Berrin Özlem Otyakmaz, Yasemin Karakaşoğlu (Hrsg.): Frühe Kindheit in der Migrationsgesellschaft
Rezensiert von Prof. Dr. Wolfgang Berg, 01.04.2016
Berrin Özlem Otyakmaz, Yasemin Karakaşoğlu (Hrsg.): Frühe Kindheit in der Migrationsgesellschaft. Erziehung, Bildung und Entwicklung in Familie und Kindertagesbetreuung. Springer Science+Business Media GmbH & Co. KG (Berlin) 2015. 249 Seiten. ISBN 978-3-658-07381-7. D: 34,99 EUR, A: 35,97 EUR, CH: 44,00 sFr.
Thema
Wenn es um die Chancengerechtigkeit von Kindern mit Migrationshintergrund geht, wird die frühkindliche Bildung in Kindertagesstätten als erstes genannt. Die Frage ist dann jedoch, ob und wie diese die Zielgruppe erreichen. Dabei bleibt die familiale Sozialisation in jedem Fall bestimmend. Dass sich indes die Erziehungsziele und -stile in den Familien und Kitas tatsächlich unterscheiden, ist mit Bezug auf die Altersgruppe der Kinder unter drei Jahren häufig behauptet, aber selten untersucht worden.
Herausgeberinnen
Dr. Berrin Özlem Otyakmaz ist Vertretungsprofessorin für Entwicklungspsychologie an der TU Dortmund, Dr. Yasemin Karakasoglu Professorin für Interkulturelle Bildung an der Universität Bremen.
Autoren/Autorinnen
Die insgesamt 26 Autorinnen und Autoren sind vorwiegend an Hochschulen im Inland (Dortmund, Bremen, Frankfurt, Magdeburg, Münster, Bochum, Kassel, Oldenburg, Osnabrück), einige auch im Ausland (Izmir, Aalborg, Tilburg, Basel) tätig, sei es mit Professuren, sei es als wissenschaftliche Angestellte im Bereich der Erziehungswissenschaften, Psychologie oder Soziologie
Aufbau
Nach zwölf Seiten Vorwort der Herausgeberinnen folgen insgesamt dreizehn Beiträge mit jeweils bis zu 20 Seiten, die von einem, zwei oder drei Personen verfasst wurden.
Die ersten acht Beiträge befassen sich mit den Erziehungsvorstelllungen der Eltern, die weiteren fünf mit deren Verhältnis zur Kita.
Ein Beitrag (Durgel/van de Vijver) ist in englischer Sprache verfasst.
Inhalt
Der Band versammelt empirische Arbeiten, die entweder größere Befragungen in Teilen auswerten oder auf eigene Befragungen oder Gruppendiskussionen zurückgehen. Datenbasis ist neben AID:A des Deutschen Jugendinstituts vor allem der Foeschungsverbund NUBBEK.

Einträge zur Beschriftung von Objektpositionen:
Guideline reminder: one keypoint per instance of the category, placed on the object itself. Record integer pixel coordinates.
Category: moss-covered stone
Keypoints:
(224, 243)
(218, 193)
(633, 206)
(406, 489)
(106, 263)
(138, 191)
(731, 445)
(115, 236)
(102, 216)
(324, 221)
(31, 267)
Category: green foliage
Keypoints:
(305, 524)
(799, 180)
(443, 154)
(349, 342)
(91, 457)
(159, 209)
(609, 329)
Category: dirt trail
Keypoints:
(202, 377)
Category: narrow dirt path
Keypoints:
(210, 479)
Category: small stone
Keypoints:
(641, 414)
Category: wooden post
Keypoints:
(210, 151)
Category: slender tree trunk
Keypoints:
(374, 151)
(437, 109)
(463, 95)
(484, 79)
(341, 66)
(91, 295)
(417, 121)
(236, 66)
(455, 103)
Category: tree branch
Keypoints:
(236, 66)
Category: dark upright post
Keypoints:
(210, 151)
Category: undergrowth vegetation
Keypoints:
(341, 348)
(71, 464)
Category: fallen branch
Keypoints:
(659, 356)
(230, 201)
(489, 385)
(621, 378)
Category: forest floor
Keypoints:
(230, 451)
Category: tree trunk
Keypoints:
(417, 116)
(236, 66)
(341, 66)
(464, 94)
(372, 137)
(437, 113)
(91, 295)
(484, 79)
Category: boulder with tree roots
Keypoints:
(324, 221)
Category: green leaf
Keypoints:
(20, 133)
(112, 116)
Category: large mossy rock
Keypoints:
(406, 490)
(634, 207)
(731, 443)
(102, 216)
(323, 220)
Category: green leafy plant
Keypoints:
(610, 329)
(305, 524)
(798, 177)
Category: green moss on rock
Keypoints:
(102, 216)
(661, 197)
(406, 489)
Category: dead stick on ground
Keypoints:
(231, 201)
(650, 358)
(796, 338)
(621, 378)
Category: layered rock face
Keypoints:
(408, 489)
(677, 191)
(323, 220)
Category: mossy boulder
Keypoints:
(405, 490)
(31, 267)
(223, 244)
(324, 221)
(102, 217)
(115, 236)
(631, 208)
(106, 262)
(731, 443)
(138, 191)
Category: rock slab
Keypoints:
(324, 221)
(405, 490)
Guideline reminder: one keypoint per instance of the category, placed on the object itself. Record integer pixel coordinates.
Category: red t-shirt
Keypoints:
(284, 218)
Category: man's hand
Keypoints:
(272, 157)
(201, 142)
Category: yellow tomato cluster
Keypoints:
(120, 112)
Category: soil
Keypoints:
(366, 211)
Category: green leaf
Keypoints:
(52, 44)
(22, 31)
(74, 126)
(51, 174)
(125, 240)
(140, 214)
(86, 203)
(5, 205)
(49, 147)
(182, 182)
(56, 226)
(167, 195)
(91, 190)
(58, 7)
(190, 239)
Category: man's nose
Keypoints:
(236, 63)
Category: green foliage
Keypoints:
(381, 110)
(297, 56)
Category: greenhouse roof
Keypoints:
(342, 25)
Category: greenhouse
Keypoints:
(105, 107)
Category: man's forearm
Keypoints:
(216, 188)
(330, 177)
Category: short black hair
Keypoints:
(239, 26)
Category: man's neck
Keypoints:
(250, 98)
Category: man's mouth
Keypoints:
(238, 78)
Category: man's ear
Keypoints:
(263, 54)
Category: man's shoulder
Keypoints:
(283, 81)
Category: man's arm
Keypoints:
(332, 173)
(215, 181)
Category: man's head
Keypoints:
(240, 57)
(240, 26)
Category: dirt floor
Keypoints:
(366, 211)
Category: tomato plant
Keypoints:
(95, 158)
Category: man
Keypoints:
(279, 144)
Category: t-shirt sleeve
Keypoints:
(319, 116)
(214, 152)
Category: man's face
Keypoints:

(Ziel): Gib aus der Rezension alles von „Autoren/Autorinnen“ bis hinunter zu „Verhältnis zur Kita.“ wortgetreu wieder.

(Ergebnis):
Autoren/Autorinnen
Die insgesamt 26 Autorinnen und Autoren sind vorwiegend an Hochschulen im Inland (Dortmund, Bremen, Frankfurt, Magdeburg, Münster, Bochum, Kassel, Oldenburg, Osnabrück), einige auch im Ausland (Izmir, Aalborg, Tilburg, Basel) tätig, sei es mit Professuren, sei es als wissenschaftliche Angestellte im Bereich der Erziehungswissenschaften, Psychologie oder Soziologie
Aufbau
Nach zwölf Seiten Vorwort der Herausgeberinnen folgen insgesamt dreizehn Beiträge mit jeweils bis zu 20 Seiten, die von einem, zwei oder drei Personen verfasst wurden.
Die ersten acht Beiträge befassen sich mit den Erziehungsvorstelllungen der Eltern, die weiteren fünf mit deren Verhältnis zur Kita.